• THE PROBLEM
Below is a listing; copy all of it exactly.

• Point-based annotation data

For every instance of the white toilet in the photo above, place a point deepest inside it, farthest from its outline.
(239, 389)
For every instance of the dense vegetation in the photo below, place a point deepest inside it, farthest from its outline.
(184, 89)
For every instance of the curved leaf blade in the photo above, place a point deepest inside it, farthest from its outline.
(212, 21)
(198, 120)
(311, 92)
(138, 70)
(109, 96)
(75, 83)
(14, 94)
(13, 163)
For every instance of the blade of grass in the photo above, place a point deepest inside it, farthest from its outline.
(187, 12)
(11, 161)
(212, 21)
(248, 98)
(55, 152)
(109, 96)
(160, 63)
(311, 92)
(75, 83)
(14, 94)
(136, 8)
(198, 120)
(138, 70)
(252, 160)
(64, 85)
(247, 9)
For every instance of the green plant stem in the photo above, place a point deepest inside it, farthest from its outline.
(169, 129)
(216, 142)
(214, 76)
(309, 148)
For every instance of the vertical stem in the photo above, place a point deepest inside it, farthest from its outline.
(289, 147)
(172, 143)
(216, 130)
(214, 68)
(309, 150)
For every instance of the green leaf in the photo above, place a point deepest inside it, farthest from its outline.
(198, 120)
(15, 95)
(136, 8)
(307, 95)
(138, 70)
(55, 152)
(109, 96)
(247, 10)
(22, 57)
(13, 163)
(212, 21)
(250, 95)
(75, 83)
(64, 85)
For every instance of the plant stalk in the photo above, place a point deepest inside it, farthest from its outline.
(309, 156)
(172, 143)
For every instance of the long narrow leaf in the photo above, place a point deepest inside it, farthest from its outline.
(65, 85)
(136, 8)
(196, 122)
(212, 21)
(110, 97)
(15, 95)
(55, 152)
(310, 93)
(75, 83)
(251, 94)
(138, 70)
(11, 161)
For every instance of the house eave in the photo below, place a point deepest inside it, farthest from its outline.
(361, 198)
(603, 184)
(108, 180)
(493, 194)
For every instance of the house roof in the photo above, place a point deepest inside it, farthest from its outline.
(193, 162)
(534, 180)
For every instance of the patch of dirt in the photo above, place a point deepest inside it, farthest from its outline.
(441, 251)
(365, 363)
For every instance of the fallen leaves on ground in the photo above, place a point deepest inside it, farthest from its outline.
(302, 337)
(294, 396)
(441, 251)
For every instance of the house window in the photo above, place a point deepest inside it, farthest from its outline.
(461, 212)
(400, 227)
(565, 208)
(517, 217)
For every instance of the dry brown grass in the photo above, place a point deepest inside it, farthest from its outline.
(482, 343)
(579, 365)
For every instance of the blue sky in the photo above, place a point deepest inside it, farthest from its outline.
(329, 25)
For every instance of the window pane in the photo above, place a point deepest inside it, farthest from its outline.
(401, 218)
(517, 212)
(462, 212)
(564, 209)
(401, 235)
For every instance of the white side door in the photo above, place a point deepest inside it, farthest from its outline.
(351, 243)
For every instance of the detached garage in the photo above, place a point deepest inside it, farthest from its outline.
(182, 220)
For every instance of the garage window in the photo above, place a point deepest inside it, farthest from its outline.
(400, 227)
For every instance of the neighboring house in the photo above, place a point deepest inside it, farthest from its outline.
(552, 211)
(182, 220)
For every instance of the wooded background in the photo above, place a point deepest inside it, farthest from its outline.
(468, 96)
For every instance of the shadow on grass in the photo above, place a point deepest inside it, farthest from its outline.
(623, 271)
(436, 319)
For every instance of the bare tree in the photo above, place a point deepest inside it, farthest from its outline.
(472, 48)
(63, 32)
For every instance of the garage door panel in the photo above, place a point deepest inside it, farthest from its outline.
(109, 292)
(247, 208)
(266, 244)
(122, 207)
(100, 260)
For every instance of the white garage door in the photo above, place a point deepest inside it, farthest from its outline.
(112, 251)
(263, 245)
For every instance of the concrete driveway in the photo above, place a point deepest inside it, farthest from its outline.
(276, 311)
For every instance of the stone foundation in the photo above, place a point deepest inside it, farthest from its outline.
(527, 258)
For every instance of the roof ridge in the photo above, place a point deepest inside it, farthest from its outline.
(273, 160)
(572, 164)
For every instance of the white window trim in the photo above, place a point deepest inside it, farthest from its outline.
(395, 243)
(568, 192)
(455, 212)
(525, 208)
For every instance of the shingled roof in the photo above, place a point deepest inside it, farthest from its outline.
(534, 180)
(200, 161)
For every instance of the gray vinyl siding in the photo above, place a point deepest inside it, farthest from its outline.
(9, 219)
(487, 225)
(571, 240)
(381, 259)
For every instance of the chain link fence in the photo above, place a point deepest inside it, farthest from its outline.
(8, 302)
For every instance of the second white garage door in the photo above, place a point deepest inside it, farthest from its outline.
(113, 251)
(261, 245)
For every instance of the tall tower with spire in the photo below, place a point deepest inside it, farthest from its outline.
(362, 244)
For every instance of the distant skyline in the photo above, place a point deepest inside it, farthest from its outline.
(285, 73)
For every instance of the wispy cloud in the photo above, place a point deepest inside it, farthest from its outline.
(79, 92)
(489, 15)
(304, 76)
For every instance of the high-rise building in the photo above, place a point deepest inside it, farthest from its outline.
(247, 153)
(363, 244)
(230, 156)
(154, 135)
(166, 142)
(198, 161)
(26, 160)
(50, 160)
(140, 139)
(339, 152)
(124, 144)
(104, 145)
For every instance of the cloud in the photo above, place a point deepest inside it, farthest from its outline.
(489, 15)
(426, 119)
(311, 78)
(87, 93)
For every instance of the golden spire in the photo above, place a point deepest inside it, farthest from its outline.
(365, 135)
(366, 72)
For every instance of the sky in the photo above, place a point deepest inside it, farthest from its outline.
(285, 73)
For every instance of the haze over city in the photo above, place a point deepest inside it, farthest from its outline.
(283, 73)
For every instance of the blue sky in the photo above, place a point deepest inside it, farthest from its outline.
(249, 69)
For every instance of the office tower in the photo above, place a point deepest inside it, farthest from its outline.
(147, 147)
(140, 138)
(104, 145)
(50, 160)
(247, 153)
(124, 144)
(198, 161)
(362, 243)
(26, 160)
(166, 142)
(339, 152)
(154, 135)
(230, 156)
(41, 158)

• RESPONSE TO THIS EXERCISE
For every instance of the white toilet in the photo above, place a point deepest inside it, farthest from its outline.
(239, 389)
For every instance of the dense vegetation in the photo below, place a point deepest inside it, farthest from its outline.
(184, 89)
For every instance of the curved leaf blade in the photo above, place a point deepest inside it, farthest from its outline.
(212, 21)
(198, 120)
(311, 92)
(138, 70)
(109, 96)
(75, 83)
(14, 94)
(13, 163)
For every instance of the blade of grass in the photo above, place a point deepest inside it, farthest from its outline.
(187, 12)
(11, 161)
(212, 21)
(248, 98)
(55, 152)
(109, 96)
(160, 63)
(311, 92)
(75, 83)
(14, 94)
(136, 8)
(198, 120)
(138, 70)
(252, 160)
(64, 85)
(247, 9)
For every instance of the green plant stem in the photo above, place a point deepest inside it, farthest from its outline.
(169, 129)
(216, 142)
(214, 76)
(309, 148)
For every instance of the vertical stem in the photo above, place a point deepest inside it, farthest from its outline.
(289, 147)
(172, 143)
(216, 130)
(214, 68)
(309, 150)
For every instance of the green leaf in the photo above, place a point deepest inside it, farthest from its outline.
(198, 120)
(15, 95)
(136, 8)
(307, 95)
(138, 70)
(55, 152)
(109, 96)
(247, 10)
(22, 57)
(13, 163)
(212, 21)
(250, 95)
(75, 83)
(64, 85)
For every instance of the plant stalk in the photo above, place a point deepest inside it, farthest from its outline.
(309, 156)
(172, 143)
For every instance of the long narrow leaf in the photo above, place a point deepest inside it, farthest from its outline.
(65, 85)
(136, 8)
(196, 122)
(212, 21)
(110, 97)
(15, 95)
(55, 152)
(310, 93)
(75, 83)
(251, 94)
(138, 70)
(11, 161)
For every instance of the house eave in the photo below, place a point deepest inside it, farthest from its outline.
(361, 198)
(603, 184)
(108, 180)
(493, 194)
For every instance of the house roof in the photo above, place a point deepest inside it, farthest from its outline.
(193, 162)
(534, 180)
For every instance of the patch of dirt in the photo above, place a point deepest inside it, farthest from its outline.
(441, 251)
(365, 363)
For every instance of the fallen leaves on ground in the photo above, place a point deepest inside it, farthest from its outline.
(302, 337)
(294, 396)
(441, 251)
For every instance of the house window in the photo above, place a point deepest inside it, farthest from its outline.
(461, 212)
(400, 227)
(565, 208)
(517, 217)
For every instance of the dry brown grass in the photo above, place a point deepest inside it, farthest from its outline.
(482, 343)
(579, 365)
For every instance of the blue sky in the photo above, place a point deepest inside it, farthest from its outline.
(329, 25)
For every instance of the window pane in the photo above, place a point deepest inside it, farthest from its outline.
(401, 218)
(517, 212)
(462, 212)
(564, 209)
(401, 235)
For every instance of the white side door in the photo above, place a point deepest inside it, farthest from its outline.
(351, 243)
For every instance of the detached garage in the photo above, place a point deepest inside it, farthest from its outline.
(182, 220)
For every instance of the garage window in the photo above, place a point deepest inside it, farthest from its outline.
(400, 227)
For every instance of the neighboring house in the photo above, place a point deepest inside it, farthest from its outline.
(552, 211)
(182, 220)
For every instance of the wooded background in the photo above, place a point deepest inside it, farthest from its outline.
(468, 96)
For every instance of the shadow on grass in the photo above, place a point deepest inside it, farthest from its outline.
(623, 271)
(436, 319)
For every instance of the bare tree in the photo above, place a point deepest inside it, farthest from its outline.
(472, 48)
(63, 32)
For every instance of the garage door panel in the photo above, place a point deepest inside it, farthest from its outline.
(109, 292)
(247, 208)
(266, 244)
(122, 207)
(100, 260)
For every instance of the white garage door in the photo above, place a point deepest inside it, farthest from its outline.
(112, 251)
(263, 245)
For every instance of the concrete driveway in the photo above, place a point deepest inside it, farthest from its outline.
(276, 311)
For every instance of the stone foundation in the photo above, place a point deepest inside it, farthest from its outline.
(527, 258)
For every instance of the roof ridge in the photo above, place a point deepest inside it, farthest from its outline.
(273, 160)
(572, 164)
For every instance of the white window trim in the photo above, place a point deepest inside it, farthest from its outline.
(395, 243)
(568, 192)
(455, 212)
(525, 208)
For every instance of the shingled roof in the photo above, place a point deepest inside it, farthest from its outline.
(534, 180)
(200, 161)
For every instance of the gray vinyl siding in the photo above, place a point deepest inside it, farthest from its outline.
(9, 219)
(487, 225)
(571, 240)
(381, 259)
For every instance of the chain link fence in the photo above, place a point deepest inside it, farthest from its outline.
(8, 302)
For every instance of the second white garage door in the photo above, place a point deepest inside it, farthest from its outline.
(113, 251)
(261, 245)
For every instance of the tall tower with spire in the photo below, place a point deepest inside it, farthest from its outline.
(362, 244)
For every instance of the distant skyline in the photo above, place a point deepest inside it, farthest from its outline.
(285, 73)
For every instance of the wispy cloud in the photo above, place a point deepest inside it, farthest from its outline.
(79, 92)
(489, 15)
(304, 76)
For every instance of the high-rise building in the photo above, place a point deepest inside it, farthest from its outline.
(247, 153)
(363, 244)
(230, 156)
(154, 135)
(166, 142)
(198, 161)
(26, 160)
(50, 160)
(140, 139)
(339, 152)
(124, 144)
(104, 145)
For every instance of the cloud in the photo above, place a point deepest inside it, farthest from its outline.
(489, 15)
(426, 119)
(311, 78)
(87, 93)
For every instance of the golden spire in the photo above, place a point deepest inside it, farthest from its outline.
(365, 135)
(366, 72)
For every instance of the sky in the photo above, place a point deepest inside it, farthest from its outline.
(285, 73)
For every instance of the haze over city in the photo above, place a point deepest inside it, farthest from its outline.
(283, 73)
For every instance of the blue sky in the photo above, place a point deepest inside it, farthest from its outline.
(249, 69)
For every instance of the office tower in the photo above, place a point deepest inside it, farthest from its outline.
(147, 147)
(140, 138)
(104, 145)
(50, 160)
(247, 153)
(124, 144)
(198, 161)
(362, 243)
(26, 160)
(166, 142)
(339, 152)
(154, 135)
(230, 156)
(41, 158)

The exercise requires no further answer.